◆ **GIVEN INSTRUCTION**
Reproduce word for word the part of the records below that opens with the line containing "the pink paper" and closes with the line containing "<point>243,474</point>", including both of those lines. Give nothing else.

◆ **Lines of data**

- - - -

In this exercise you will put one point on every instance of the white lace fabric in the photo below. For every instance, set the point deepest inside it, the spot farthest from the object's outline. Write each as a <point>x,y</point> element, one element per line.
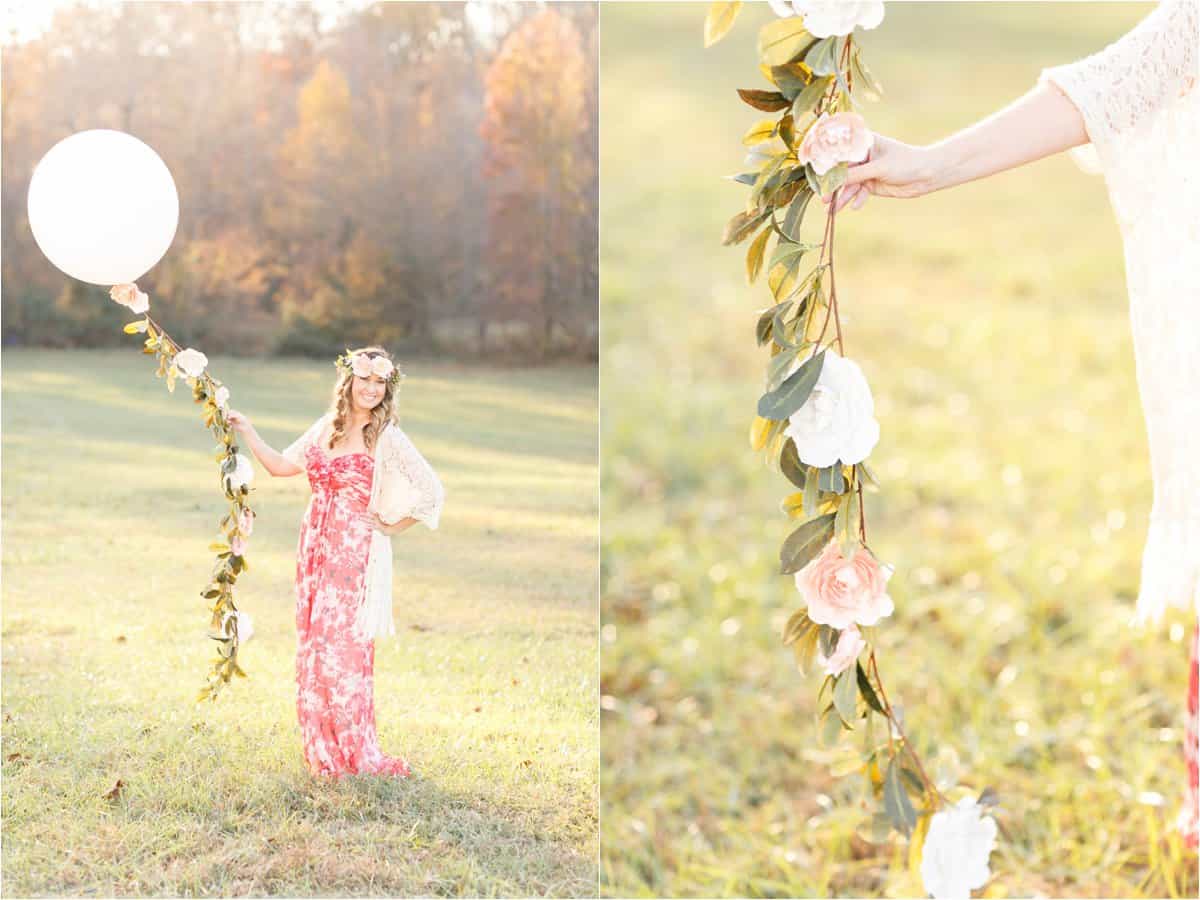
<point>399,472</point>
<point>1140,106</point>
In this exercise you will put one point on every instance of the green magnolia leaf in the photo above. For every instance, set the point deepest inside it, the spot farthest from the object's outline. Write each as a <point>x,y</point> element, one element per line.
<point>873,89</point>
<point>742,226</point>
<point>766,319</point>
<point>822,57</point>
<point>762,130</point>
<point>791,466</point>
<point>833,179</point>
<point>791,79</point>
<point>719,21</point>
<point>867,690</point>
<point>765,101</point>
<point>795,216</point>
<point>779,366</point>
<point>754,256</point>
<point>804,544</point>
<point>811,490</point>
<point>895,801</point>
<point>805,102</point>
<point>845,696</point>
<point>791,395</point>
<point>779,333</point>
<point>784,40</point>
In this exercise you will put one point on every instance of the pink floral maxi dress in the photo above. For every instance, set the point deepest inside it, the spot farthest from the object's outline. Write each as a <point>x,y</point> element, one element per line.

- - - -

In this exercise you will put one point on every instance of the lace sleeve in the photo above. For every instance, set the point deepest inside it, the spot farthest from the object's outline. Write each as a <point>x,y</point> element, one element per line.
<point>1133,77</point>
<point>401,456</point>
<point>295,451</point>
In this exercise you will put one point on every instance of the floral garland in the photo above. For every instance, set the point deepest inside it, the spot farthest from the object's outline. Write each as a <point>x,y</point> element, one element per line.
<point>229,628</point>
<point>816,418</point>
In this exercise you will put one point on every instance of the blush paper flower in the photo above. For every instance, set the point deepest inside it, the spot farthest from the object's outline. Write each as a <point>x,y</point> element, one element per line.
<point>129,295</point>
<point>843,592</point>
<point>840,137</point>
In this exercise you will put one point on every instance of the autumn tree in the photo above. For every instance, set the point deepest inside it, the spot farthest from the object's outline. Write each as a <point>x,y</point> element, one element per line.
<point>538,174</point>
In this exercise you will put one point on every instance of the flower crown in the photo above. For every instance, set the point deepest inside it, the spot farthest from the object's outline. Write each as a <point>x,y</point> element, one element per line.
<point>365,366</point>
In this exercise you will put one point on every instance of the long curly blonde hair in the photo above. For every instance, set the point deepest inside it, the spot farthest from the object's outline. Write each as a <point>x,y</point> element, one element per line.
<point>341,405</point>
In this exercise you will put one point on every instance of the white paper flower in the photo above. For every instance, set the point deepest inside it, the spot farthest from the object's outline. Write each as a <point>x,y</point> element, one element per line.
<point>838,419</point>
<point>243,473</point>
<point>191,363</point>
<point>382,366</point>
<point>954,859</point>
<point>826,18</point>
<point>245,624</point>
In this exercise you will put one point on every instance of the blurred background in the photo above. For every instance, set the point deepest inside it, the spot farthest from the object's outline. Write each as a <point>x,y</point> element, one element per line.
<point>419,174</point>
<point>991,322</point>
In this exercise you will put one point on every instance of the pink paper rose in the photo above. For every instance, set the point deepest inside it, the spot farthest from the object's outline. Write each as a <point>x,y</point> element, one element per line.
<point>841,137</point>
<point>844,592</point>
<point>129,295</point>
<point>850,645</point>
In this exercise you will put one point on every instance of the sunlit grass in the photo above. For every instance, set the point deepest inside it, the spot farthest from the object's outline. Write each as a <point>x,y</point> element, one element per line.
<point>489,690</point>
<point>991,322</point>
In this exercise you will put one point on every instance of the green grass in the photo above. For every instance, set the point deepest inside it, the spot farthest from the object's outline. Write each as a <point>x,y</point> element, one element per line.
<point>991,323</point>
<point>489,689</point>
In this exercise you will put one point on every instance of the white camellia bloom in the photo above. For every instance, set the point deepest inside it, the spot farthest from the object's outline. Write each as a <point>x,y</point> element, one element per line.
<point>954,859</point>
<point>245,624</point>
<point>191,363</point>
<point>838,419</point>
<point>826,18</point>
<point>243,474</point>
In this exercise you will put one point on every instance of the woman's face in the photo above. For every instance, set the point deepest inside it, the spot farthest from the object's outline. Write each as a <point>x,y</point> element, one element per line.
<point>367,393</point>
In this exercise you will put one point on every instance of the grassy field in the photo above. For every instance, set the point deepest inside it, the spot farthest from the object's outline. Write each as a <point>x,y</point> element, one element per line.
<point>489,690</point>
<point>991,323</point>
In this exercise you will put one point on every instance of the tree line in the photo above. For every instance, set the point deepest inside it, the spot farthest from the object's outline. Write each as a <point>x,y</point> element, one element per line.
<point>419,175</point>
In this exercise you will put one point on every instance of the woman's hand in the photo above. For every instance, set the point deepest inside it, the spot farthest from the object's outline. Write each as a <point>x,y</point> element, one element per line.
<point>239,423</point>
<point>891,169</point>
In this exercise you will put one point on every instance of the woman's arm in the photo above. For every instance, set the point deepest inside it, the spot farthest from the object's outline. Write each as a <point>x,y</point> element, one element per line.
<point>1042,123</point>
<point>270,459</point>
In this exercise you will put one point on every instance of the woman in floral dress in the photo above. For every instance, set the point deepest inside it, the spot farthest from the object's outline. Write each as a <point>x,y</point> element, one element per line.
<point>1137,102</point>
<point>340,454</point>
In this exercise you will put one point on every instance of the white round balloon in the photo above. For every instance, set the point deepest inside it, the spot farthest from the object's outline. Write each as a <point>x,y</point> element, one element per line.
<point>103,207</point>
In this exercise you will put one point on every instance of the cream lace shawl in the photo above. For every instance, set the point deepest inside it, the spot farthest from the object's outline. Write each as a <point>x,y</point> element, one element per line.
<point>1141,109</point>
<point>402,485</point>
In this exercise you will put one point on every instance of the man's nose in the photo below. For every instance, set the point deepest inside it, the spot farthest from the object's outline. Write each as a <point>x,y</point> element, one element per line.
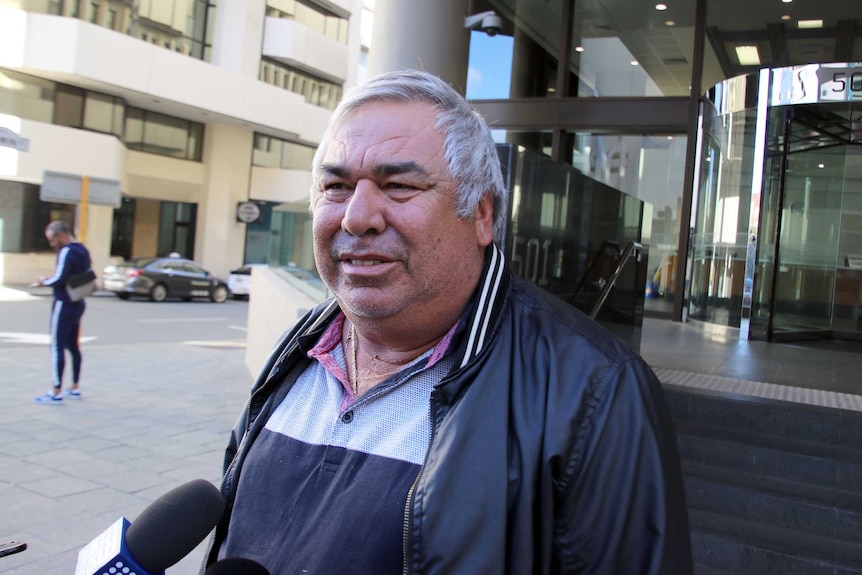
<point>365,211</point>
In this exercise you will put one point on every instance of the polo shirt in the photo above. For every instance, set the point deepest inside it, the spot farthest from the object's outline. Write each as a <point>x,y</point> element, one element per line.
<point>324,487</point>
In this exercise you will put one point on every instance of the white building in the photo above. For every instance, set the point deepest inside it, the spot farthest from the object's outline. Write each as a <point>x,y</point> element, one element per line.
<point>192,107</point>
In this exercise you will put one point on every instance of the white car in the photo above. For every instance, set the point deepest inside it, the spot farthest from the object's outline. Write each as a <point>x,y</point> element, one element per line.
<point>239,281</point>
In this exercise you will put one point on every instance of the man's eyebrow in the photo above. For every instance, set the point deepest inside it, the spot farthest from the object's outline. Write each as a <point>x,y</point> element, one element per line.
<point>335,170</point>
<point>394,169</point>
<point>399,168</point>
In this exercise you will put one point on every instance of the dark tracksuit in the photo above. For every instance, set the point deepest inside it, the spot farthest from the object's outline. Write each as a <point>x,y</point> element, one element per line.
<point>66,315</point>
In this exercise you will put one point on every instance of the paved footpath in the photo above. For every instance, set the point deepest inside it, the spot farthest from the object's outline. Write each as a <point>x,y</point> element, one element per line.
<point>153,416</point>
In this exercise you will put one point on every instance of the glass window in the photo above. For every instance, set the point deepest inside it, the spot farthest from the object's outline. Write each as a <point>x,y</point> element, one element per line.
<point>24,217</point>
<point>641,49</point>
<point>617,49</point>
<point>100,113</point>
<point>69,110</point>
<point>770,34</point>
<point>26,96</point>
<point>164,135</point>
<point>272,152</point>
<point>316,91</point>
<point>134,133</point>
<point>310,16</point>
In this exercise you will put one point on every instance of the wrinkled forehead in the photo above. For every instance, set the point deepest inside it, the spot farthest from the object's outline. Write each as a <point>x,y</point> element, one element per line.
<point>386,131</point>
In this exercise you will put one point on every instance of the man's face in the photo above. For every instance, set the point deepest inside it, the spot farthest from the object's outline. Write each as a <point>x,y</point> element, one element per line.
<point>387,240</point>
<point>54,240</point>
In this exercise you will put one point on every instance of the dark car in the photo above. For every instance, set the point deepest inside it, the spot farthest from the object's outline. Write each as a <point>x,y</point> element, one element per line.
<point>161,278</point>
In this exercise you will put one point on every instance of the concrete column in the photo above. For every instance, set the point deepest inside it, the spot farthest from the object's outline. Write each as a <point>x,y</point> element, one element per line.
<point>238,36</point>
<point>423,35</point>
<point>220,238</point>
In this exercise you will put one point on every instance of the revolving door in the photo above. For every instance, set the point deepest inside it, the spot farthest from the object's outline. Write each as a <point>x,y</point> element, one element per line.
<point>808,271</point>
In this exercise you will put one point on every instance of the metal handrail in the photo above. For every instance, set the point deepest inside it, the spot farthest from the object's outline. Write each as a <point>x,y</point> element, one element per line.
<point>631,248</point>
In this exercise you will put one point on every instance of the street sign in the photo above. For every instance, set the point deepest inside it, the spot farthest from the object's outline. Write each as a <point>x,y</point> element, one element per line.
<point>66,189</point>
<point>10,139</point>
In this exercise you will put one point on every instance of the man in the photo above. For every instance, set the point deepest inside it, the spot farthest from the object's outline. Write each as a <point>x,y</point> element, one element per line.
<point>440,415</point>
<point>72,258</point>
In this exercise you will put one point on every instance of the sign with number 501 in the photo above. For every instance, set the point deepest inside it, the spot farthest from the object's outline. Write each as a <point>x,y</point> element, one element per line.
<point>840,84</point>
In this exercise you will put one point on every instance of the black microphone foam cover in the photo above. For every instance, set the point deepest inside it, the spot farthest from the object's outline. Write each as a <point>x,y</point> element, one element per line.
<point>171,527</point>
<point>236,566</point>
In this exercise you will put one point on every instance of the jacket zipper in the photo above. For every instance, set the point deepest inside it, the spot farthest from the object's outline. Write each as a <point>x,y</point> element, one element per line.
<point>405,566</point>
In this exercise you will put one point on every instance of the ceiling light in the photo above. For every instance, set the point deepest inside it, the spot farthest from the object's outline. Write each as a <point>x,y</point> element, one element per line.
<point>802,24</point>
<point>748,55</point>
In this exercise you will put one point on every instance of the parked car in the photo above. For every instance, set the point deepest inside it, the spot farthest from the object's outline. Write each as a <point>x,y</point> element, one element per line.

- - - -

◆ **SOLUTION FOR THIS EXERCISE**
In this exercise you will put one point on every instance of the pink paper rose in the photo above. For every instance, set the point deepest inside it, the spot farthest from the object's outline. Write each as a <point>x,y</point> element, one element per line.
<point>841,137</point>
<point>844,592</point>
<point>129,295</point>
<point>850,645</point>
In this exercise you will put one point on every instance of the sunlit grass in the photo above. For every instance, set the point deepest inside it, the spot farthest from the object's outline. Write each as a <point>x,y</point> element, one element per line.
<point>489,690</point>
<point>991,322</point>
In this exercise you will put one point on every instance of the green grass in the photo above. For every instance, set the point deepest inside it, the spot farthest from the object's outline. Write each as a <point>x,y</point> element, one element per line.
<point>991,323</point>
<point>489,689</point>
In this exercise you will put one point on every instance of the white camellia bloom in the photo above. For every instance, set the point deepest inside it, the spot farthest from the object's outline. Write each as a <point>x,y</point> element, one element per line.
<point>954,859</point>
<point>245,624</point>
<point>191,363</point>
<point>838,419</point>
<point>826,18</point>
<point>243,474</point>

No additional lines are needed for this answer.